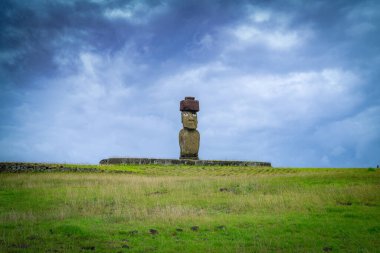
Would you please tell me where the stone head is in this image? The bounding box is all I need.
[181,111,198,129]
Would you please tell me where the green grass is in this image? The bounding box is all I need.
[0,165,380,252]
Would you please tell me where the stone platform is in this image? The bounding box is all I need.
[99,157,272,167]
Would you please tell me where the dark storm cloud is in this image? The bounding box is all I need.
[0,0,380,166]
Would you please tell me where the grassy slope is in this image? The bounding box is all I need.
[0,165,380,252]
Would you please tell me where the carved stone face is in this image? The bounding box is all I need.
[181,112,198,129]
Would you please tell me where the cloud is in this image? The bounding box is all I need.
[0,1,380,166]
[104,1,167,24]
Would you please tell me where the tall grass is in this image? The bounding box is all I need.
[0,166,380,252]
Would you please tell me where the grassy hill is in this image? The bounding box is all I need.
[0,165,380,252]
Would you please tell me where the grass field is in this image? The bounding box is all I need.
[0,165,380,252]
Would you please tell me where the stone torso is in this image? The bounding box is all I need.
[179,128,200,159]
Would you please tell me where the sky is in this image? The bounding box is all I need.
[0,0,380,167]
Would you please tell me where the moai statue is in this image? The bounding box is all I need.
[179,97,200,160]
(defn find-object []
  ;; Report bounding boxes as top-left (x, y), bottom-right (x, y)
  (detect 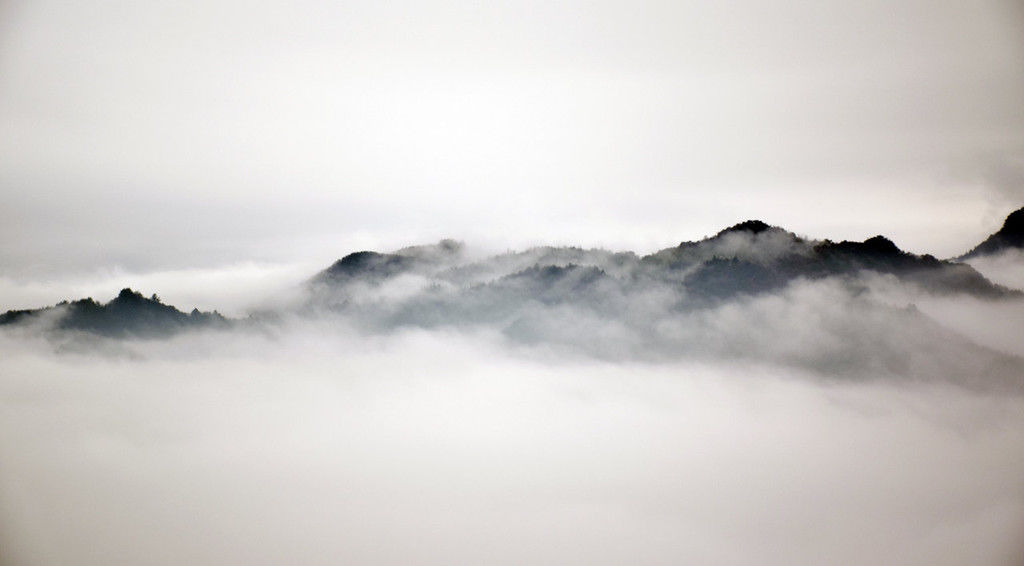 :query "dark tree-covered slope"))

top-left (959, 208), bottom-right (1024, 259)
top-left (0, 289), bottom-right (229, 337)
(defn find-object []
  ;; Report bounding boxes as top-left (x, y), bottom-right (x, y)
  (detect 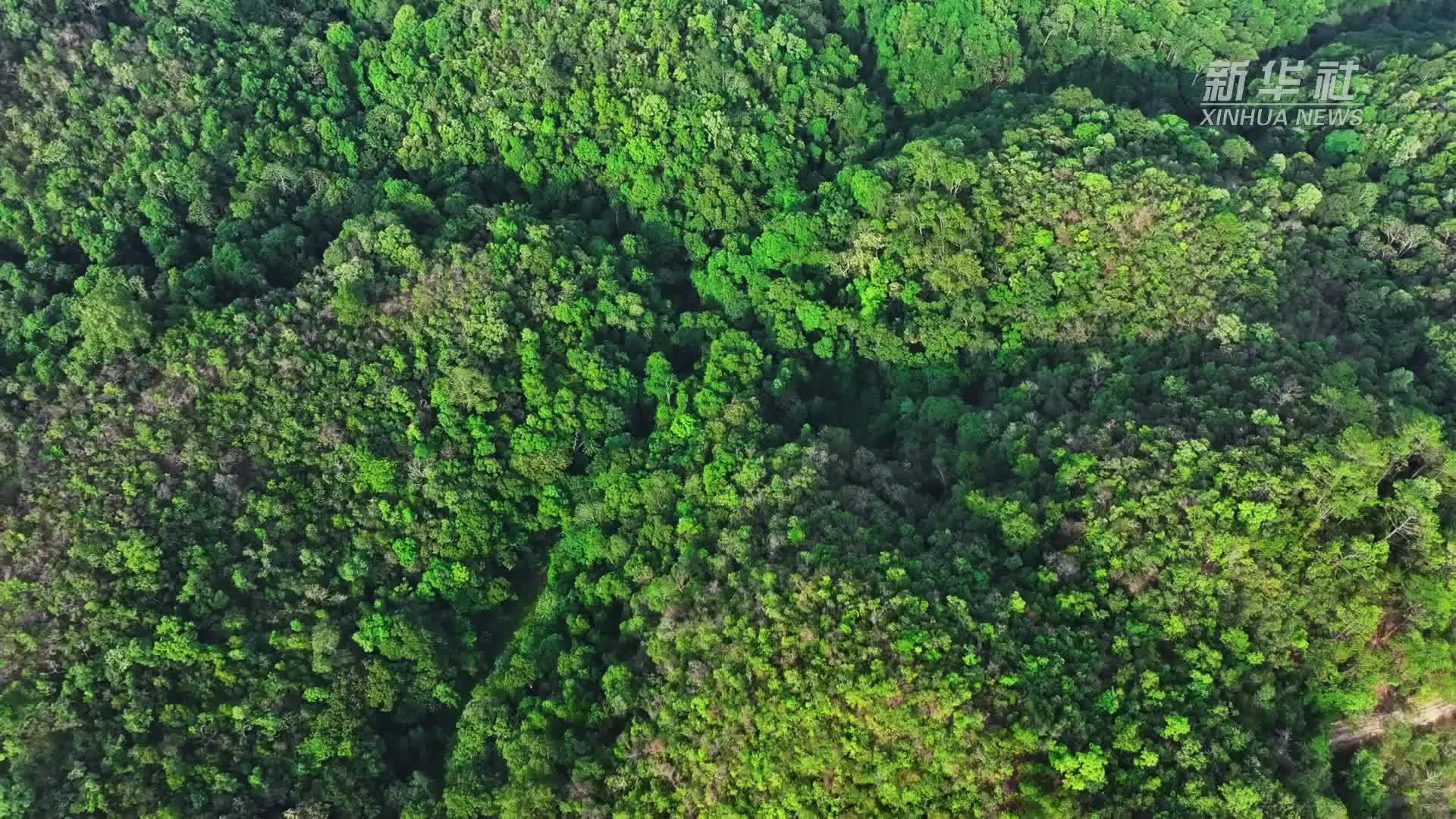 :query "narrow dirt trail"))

top-left (1329, 699), bottom-right (1456, 751)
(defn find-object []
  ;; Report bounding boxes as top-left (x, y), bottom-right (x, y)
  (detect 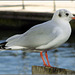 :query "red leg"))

top-left (45, 51), bottom-right (52, 67)
top-left (40, 52), bottom-right (47, 66)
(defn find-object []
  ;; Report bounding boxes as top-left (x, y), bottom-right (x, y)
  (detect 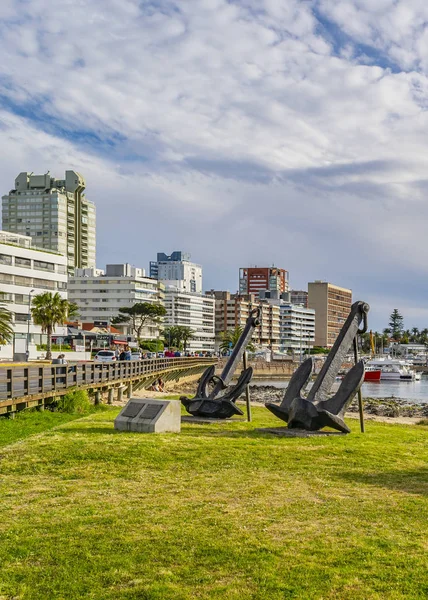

== == ==

# Brief
Please return the lines of the records above word for word, from the line with "Would you please tell me where the stone platform" up to and including the line with "[104,1,167,24]".

# The solution
Would you please tell me where the stone platform is in this image? The bounding box is all I need.
[99,157,272,167]
Would you please tell me where the dark storm cloud is in this image? The bounding box is all I need.
[0,0,380,166]
Would you please tell me where the grassy slope is in this image? The bounding box is all I need.
[0,165,380,252]
Would you please tell me where the carved stone face is in this image? The bounding box is all I need.
[181,112,198,129]
Would you please tell me where the cloud is in this image? The bounding box is all I need.
[0,1,380,166]
[104,1,167,24]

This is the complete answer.